What is being asked: Could you swap every "bounding box" in the records below for "pixel coordinates" and give all the records back with nothing else changed?

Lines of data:
◆ ◆ ◆ ◆ ◆ ◆ ◆
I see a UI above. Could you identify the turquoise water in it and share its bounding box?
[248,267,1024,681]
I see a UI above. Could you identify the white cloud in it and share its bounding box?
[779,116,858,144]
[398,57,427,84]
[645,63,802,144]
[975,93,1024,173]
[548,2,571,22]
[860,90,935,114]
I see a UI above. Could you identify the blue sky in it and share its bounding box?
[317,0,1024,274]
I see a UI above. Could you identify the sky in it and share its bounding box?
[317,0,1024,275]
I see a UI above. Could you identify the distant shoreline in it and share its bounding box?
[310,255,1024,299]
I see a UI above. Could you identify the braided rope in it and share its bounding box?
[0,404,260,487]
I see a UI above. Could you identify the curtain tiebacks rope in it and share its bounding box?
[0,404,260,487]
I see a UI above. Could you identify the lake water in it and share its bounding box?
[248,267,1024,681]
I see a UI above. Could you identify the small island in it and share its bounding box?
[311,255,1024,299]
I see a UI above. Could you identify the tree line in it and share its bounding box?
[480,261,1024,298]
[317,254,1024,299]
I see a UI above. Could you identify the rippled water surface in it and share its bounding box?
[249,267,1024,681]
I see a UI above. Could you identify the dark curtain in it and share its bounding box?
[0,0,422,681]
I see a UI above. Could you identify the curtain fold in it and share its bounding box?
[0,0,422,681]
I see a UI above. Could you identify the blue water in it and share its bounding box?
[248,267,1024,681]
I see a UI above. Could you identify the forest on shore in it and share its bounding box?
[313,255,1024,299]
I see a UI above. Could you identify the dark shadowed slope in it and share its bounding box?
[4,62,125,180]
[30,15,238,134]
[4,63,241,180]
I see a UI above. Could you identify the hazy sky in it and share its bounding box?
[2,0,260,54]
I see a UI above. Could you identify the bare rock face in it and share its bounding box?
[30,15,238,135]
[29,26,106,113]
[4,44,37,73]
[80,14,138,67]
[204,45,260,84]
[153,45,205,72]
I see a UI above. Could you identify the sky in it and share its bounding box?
◆ ◆ ◆ ◆ ◆ ◆ ◆
Answer for the task:
I see a UI above. Could you identify the turquoise water in it and share its pixel coordinates?
[248,267,1024,681]
I see a UI above. Could you identify the white cloud in it and share its pixel coordinates?
[779,116,858,144]
[398,57,427,84]
[645,63,802,144]
[975,93,1024,173]
[548,2,571,22]
[860,90,935,114]
I see a UI above. Could you identify the blue sky in it and share its pixel coordinates?
[317,0,1024,274]
I see a UI above. Could you identify the sky in it and share its pixel coordinates?
[317,0,1024,275]
I see a UI above. Could you identify the distant shoreline in it and share its pixel coordinates?
[310,255,1024,299]
I see a UI above. Could you identify the braided rope in it and share its pixel coordinates?
[0,404,260,487]
I see a UI above. Could you identify the curtain tiebacks rope in it and share its pixel coordinates?
[0,404,260,487]
I see a UI above. Could you identify the lake water in it and share its pixel coordinates?
[248,267,1024,681]
I see a UI above. Could you identify the small island in it and share its pixel coordinates?
[311,255,1024,299]
I see a UI above. Could you identify the tree line in it and share its pixel coordinates?
[480,261,1024,298]
[317,254,1024,299]
I see a UI above. Could you identify the rippled water surface in it and share its pixel coordinates?
[249,267,1024,681]
I see a UI above. Could you identify the dark curtain in it and share its pixel coordinates?
[0,0,422,681]
I see a UI above. Could you identify the curtain fold in it and share its pixel coordinates?
[0,0,422,681]
I see a UI above. Could you identify the blue water in it and share its pixel coordinates?
[248,267,1024,681]
I see a UI above. Could you identify the forest on shore in it and share its pixel coordinates?
[313,255,1024,299]
I see a UI above. Could you identify the dark shadowed slope in it and share its pixel coordinates?
[4,62,125,180]
[30,15,238,134]
[4,63,241,180]
I see a UI above. Could you identify the hazy sky in it and share its pixel coordinates?
[2,0,260,54]
I see a UI above. Could you identify the bare rock face in it and share its pixel coordinates?
[30,15,238,135]
[29,26,106,113]
[4,44,37,73]
[80,14,138,67]
[204,45,260,84]
[153,45,205,72]
I see a UI above. Could you identify the sky in it and share its pixel coordinates?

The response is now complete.